**Activity**
An exact retyping of every record is required.
=== Provided data ===
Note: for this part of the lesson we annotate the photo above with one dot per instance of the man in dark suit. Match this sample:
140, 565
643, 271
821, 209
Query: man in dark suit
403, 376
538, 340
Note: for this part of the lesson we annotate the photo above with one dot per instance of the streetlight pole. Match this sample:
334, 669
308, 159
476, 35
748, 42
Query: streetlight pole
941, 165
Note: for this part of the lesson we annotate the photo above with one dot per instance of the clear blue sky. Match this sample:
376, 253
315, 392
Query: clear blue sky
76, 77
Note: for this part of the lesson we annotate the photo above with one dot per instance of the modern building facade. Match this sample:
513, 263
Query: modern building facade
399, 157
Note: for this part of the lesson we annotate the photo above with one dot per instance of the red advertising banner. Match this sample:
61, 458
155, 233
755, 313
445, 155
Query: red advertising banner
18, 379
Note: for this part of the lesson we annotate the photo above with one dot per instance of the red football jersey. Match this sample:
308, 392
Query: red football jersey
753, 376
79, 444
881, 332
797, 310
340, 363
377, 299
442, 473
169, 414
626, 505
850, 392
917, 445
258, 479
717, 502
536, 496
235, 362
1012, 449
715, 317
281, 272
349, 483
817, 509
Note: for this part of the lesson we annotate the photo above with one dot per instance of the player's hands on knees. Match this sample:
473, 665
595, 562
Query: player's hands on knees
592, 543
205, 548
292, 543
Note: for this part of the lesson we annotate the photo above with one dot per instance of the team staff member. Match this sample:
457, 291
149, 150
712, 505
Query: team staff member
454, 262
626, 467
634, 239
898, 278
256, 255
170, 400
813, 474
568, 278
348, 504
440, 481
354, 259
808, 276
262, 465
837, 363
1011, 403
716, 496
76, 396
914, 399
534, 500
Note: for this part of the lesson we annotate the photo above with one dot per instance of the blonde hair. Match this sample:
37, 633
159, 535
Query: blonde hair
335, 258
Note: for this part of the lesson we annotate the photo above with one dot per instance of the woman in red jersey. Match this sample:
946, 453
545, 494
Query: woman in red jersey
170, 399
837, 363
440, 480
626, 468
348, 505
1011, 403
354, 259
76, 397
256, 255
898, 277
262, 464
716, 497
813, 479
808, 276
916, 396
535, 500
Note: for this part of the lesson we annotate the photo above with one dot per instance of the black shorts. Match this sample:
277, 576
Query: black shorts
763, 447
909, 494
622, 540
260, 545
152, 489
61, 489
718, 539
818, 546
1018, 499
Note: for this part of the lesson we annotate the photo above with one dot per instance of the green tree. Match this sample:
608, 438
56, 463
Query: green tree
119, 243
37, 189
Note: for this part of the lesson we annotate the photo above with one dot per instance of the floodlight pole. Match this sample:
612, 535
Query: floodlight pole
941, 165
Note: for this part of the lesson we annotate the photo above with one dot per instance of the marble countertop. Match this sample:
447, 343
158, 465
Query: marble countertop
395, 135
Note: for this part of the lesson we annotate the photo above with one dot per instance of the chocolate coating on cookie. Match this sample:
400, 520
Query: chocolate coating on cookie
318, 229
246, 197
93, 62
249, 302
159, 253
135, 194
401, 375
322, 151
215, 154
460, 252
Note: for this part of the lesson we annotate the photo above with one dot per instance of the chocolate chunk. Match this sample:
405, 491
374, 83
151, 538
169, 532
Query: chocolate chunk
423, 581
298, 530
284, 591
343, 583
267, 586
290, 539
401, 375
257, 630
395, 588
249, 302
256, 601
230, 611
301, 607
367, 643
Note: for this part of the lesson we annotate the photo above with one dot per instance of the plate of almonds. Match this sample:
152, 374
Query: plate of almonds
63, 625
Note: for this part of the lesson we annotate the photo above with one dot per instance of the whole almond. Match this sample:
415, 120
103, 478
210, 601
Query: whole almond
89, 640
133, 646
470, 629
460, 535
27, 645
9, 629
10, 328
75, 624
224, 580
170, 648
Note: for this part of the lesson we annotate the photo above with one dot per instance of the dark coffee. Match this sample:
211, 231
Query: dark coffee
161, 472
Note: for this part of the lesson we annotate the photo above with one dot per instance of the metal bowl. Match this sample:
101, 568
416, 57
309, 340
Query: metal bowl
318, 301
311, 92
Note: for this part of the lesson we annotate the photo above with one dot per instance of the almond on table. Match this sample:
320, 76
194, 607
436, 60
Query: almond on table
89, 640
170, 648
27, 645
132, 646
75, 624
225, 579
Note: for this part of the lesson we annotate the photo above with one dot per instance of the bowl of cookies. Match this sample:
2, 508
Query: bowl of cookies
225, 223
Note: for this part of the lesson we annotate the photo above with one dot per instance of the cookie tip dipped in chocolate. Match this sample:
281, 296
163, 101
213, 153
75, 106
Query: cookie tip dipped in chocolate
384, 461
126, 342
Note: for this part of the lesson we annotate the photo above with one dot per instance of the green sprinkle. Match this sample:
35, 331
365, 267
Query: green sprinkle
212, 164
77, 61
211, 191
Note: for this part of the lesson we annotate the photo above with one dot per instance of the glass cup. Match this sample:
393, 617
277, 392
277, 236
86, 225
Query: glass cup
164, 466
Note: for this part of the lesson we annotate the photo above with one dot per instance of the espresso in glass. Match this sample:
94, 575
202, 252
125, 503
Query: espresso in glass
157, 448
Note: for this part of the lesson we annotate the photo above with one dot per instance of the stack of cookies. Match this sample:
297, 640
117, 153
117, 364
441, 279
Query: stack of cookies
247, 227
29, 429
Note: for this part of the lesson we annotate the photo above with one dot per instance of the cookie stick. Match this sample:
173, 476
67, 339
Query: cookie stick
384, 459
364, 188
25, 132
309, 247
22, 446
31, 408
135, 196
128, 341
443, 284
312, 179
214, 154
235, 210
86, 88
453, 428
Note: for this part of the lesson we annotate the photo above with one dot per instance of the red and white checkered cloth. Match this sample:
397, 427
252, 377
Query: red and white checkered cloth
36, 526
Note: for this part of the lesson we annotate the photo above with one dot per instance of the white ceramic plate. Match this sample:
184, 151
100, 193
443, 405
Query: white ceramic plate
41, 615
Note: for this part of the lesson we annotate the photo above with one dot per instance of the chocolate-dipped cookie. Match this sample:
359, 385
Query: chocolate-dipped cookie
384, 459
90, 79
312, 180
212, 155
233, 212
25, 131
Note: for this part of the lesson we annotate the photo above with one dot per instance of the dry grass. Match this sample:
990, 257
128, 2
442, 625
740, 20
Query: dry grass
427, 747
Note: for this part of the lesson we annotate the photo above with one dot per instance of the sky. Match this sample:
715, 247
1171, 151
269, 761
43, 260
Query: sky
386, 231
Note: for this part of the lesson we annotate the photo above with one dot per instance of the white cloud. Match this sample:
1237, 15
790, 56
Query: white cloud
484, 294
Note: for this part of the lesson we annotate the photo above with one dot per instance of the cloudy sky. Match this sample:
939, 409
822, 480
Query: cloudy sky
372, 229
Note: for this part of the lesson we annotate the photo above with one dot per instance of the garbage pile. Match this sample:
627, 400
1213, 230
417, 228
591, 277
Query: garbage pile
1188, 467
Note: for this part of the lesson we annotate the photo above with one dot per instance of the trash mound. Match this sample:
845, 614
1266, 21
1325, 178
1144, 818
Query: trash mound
===
**Result below**
Note: for this part of the lesson we annotate the photo above with one dot per instance of the man in dark suit. Match this sample:
140, 565
643, 271
821, 209
Query: man in dark suit
403, 376
538, 340
Note: for this part of the lesson we annotate the photo above with one dot per instance of the streetlight pole. Match this sample:
334, 669
308, 159
476, 35
748, 42
Query: streetlight pole
941, 165
Note: for this part of the lesson we annotate the photo above with one dot per instance of the clear blue sky. Match this sample:
376, 253
315, 392
Query: clear blue sky
76, 77
Note: for this part of the lesson we annotate the photo above with one dot per instance of the modern building facade. Match this sample:
513, 263
Query: modern building facade
399, 157
Note: for this part of the lesson we annotate the photo above with one dot per instance of the red advertising banner. Match this sample:
61, 458
155, 233
755, 313
445, 155
Query: red advertising banner
18, 379
Note: for this part of the lesson we annotate the photo above with one dot per instance of the red football jersey. Match this sample:
308, 392
Query: red football jersey
753, 376
79, 444
881, 332
797, 310
340, 363
377, 299
442, 473
169, 414
626, 505
850, 392
917, 445
258, 479
717, 502
536, 496
235, 362
1012, 449
715, 317
281, 272
349, 483
817, 509
Note: for this part of the lesson we annotate the photo above with one dot per instance of the player's hands on knees. Match this sample:
473, 665
595, 562
Query: player's hands on knees
592, 543
205, 548
292, 543
Note: for this part of the lesson we annotate the photo above with one dot per instance of the team staff member. Match this sample:
457, 291
149, 150
712, 505
Query: team staff member
454, 262
626, 467
634, 239
898, 278
256, 255
170, 400
813, 474
568, 278
348, 504
440, 481
354, 259
808, 276
262, 465
837, 363
1011, 403
716, 496
76, 396
914, 399
534, 500
Note: for this part of the lesson we annotate the photo above with one dot per instance of the blonde hair. Match this sample:
37, 633
159, 535
Query: blonde hair
335, 258
Note: for this part of the lesson we annotate the photo above with one dot per instance of the woman in red jersey. Match this sample:
946, 453
545, 494
Query: woman in red jersey
170, 399
837, 363
440, 480
626, 468
348, 505
1011, 403
354, 259
76, 397
256, 255
898, 277
262, 464
716, 497
813, 479
808, 276
916, 396
535, 500
Note: for this part of the lesson we annotate the photo above with one dot per instance of the black shorts. Match this sample:
277, 576
Query: black shorts
763, 447
909, 494
622, 540
260, 545
152, 489
61, 489
718, 539
818, 546
1018, 499
Note: for this part of the lesson we annotate the photo above with one dot per instance of the green tree. Match this sample:
608, 438
56, 463
Query: green tree
119, 243
37, 189
Note: for this part of the lesson we annotate the photo above with one dot per instance of the floodlight pole. Match this sample:
612, 535
Query: floodlight pole
941, 165
Note: for this part of the lesson we annotate the photo above with one dot per instance of the marble countertop. Match this sample:
447, 343
158, 465
Query: marble countertop
395, 135
Note: for this part of the lesson we annotate the photo above with one dot per instance of the chocolate coating on cookie. Match this sample:
400, 520
Query: chocolate coating on cookie
318, 229
246, 197
93, 62
249, 302
159, 253
135, 194
401, 375
322, 151
215, 154
460, 252
Note: for this part of the lesson we annotate the photo above with one dot per instance of the chocolate chunk. Match this sample:
405, 491
374, 83
151, 538
169, 532
Query: chocolate chunk
423, 581
298, 530
284, 591
343, 583
267, 586
290, 539
401, 375
257, 630
395, 588
249, 302
256, 601
230, 611
301, 607
367, 643
Note: for this part of the lesson we annotate the photo above with one dot per instance of the plate of almonds. Match this sample:
152, 374
Query: plate of almonds
63, 625
Note: for this part of the lesson we annotate the photo above with one dot per instance of the whole almond. Match this sample:
415, 120
103, 478
210, 601
Query: whole almond
89, 640
133, 646
470, 629
460, 535
27, 645
9, 629
10, 328
75, 624
224, 580
170, 648
Note: for this part of the lesson we annotate the photo above with one dot per instance of the dark coffee. Match this sample:
211, 231
Query: dark coffee
161, 472
Note: for this part of the lesson we annotate the photo above with one dot per instance of the metal bowl. Match this sample:
101, 568
416, 57
309, 340
Query: metal bowl
318, 301
311, 92
Note: for this part of the lesson we annotate the photo above with one dot per instance of the almond on table. Match this sample:
320, 76
194, 607
436, 60
Query: almond on table
89, 640
170, 648
27, 645
132, 646
75, 624
225, 579
Note: for this part of the lesson we annotate the photo above with one dot per instance of the bowl of cookies. Match this sample:
2, 508
Query: bowl of cookies
225, 223
Note: for this part of the lesson we annotate the photo above with one dot per instance of the cookie tip dipped in chocolate. Match this sample:
281, 296
163, 101
213, 153
75, 106
Query: cookie tip dipped in chocolate
384, 461
126, 342
Note: for this part of the lesson we annotate the photo above with one dot per instance of the green sprinkle. Match this sample:
35, 331
365, 267
Query: green sprinkle
212, 164
77, 61
211, 191
Note: for this part of the lesson we annotate the photo above with one dot per instance of the glass cup. Match this sample:
393, 617
277, 392
277, 236
86, 225
Query: glass cup
164, 466
Note: for this part of the lesson we annotate the photo above with one dot per instance of the espresso in glass. Match this sample:
94, 575
202, 252
125, 503
Query: espresso in glass
157, 448
Note: for this part of the lesson we annotate the photo above with one dot per instance of the stack of cookies. Match this sample:
297, 640
117, 153
117, 364
441, 279
Query: stack of cookies
247, 227
29, 429
Note: for this part of the lesson we annotate the photo above with one dot per instance of the cookie stick. Match this sample:
173, 476
67, 339
Query: cookie stick
384, 459
364, 188
25, 132
309, 247
22, 446
31, 408
135, 196
128, 341
443, 284
312, 179
214, 154
235, 210
86, 88
453, 428
Note: for this part of the lesson we annotate the photo above with one dot per instance of the red and white checkered cloth. Match this sample:
397, 427
252, 377
Query: red and white checkered cloth
36, 526
Note: for this part of the lesson we annotate the photo above with one dot per instance of the white ceramic plate. Match this sample:
184, 151
100, 193
443, 405
Query: white ceramic plate
41, 615
Note: for this part of the lesson we annotate the photo above with one dot per instance of the chocolate-dipped cookie. Match this sample:
359, 385
Query: chocolate-dipped cookie
384, 459
90, 79
312, 180
212, 155
233, 212
25, 131
Note: for this part of the lesson we annotate the photo above with one dot per instance of the dry grass. Match this sample:
990, 257
128, 2
442, 625
740, 20
Query: dry grass
427, 747
Note: for this part of the lesson we annotate the photo above with one dot per instance of the sky. Match this sample:
715, 247
1171, 151
269, 761
43, 260
Query: sky
386, 231
Note: for this part of the lesson we annotate the photo above with one dot per instance of the white cloud. Match this sample:
1237, 15
790, 56
Query: white cloud
484, 294
Note: for this part of the lesson we annotate the photo above with one dot per instance of the cloudy sky. Match this sample:
939, 409
822, 480
Query: cloudy sky
372, 229
Note: for this part of the lesson we annotate the photo above with one dot per instance of the garbage pile. Match this sample:
627, 400
1213, 230
417, 228
591, 277
Query: garbage pile
1188, 467
Note: for this part of the lesson we annotate the photo above with one dot per instance of the trash mound. Match this sample:
845, 614
1266, 21
1325, 178
1144, 818
Query: trash mound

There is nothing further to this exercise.